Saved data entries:
※
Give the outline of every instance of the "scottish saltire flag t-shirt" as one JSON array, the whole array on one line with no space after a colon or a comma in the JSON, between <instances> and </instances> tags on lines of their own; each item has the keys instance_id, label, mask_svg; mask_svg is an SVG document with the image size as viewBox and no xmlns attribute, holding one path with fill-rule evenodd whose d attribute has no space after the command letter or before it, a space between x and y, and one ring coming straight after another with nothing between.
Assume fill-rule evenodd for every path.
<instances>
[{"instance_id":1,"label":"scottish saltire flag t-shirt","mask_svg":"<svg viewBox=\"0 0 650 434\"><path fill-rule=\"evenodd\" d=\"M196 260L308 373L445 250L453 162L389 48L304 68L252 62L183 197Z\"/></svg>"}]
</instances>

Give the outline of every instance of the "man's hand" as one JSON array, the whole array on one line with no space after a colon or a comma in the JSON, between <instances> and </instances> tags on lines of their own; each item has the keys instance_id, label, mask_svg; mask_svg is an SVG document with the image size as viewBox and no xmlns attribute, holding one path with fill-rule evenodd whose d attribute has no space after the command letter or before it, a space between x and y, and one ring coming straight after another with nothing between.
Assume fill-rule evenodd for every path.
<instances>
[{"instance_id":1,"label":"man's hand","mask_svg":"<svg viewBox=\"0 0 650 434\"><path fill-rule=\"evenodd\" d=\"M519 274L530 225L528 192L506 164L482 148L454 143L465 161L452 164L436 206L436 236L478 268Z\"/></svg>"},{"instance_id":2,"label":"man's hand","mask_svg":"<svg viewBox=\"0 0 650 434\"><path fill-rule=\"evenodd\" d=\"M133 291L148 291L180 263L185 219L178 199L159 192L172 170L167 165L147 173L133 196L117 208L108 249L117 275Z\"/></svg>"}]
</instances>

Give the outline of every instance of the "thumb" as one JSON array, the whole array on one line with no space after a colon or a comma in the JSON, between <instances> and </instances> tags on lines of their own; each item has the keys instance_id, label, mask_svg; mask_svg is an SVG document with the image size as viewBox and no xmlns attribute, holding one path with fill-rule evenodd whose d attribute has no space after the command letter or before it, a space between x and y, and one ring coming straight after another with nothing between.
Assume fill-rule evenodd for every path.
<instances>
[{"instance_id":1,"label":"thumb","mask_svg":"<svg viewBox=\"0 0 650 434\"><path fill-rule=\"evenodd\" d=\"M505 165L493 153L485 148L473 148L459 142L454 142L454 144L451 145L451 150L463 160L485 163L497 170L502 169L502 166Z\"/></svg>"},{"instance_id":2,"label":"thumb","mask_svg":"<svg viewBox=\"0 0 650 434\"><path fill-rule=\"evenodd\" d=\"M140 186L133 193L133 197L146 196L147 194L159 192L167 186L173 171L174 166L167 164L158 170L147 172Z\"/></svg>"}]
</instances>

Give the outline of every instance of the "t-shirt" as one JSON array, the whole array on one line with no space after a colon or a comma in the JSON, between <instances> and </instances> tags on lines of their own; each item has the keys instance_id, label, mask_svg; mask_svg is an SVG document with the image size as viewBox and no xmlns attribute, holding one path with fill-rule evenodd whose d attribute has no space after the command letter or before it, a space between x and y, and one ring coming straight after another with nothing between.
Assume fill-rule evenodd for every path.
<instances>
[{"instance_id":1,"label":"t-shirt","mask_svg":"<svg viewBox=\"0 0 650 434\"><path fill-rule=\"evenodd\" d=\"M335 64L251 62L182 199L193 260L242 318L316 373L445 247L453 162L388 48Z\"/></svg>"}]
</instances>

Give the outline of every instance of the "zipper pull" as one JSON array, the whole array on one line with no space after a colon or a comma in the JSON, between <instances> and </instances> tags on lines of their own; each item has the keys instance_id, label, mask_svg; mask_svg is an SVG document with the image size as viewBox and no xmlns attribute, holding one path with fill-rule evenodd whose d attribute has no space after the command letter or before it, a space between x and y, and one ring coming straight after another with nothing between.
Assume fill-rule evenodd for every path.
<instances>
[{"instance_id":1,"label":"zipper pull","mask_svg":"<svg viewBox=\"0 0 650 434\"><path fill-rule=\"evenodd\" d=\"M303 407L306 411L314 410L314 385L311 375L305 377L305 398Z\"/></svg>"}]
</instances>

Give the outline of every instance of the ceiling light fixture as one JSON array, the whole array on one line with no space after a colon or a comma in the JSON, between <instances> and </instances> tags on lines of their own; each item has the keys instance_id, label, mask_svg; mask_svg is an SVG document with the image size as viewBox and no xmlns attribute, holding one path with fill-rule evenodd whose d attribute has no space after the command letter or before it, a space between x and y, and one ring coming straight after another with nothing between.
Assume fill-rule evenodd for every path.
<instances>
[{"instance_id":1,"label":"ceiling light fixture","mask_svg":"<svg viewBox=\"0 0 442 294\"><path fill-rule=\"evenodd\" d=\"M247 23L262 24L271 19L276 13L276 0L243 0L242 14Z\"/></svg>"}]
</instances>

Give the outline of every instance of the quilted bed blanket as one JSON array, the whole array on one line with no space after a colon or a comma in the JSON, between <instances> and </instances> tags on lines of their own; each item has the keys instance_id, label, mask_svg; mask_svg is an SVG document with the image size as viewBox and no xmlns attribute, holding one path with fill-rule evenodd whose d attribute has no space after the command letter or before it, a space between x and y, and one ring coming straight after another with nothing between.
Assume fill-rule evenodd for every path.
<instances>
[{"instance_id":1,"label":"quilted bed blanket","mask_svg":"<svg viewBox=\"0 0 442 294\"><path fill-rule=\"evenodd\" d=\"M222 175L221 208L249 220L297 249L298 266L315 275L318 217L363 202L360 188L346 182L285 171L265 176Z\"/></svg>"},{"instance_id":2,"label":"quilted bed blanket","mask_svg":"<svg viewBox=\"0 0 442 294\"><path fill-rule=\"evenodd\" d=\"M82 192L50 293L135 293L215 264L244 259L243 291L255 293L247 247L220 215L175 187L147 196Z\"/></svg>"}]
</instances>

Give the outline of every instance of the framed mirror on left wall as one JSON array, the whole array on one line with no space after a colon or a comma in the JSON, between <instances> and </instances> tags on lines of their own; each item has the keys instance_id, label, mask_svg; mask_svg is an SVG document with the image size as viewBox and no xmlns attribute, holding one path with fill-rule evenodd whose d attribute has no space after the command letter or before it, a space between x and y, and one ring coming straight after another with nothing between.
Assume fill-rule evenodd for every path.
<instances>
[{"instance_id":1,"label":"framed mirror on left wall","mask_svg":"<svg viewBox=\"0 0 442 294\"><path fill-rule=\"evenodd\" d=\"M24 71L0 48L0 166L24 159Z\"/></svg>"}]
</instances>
※
Required task >> In the records above, how many lines contain the string "flag"? Case counts, so give only the number.

Solution to the exercise >> 2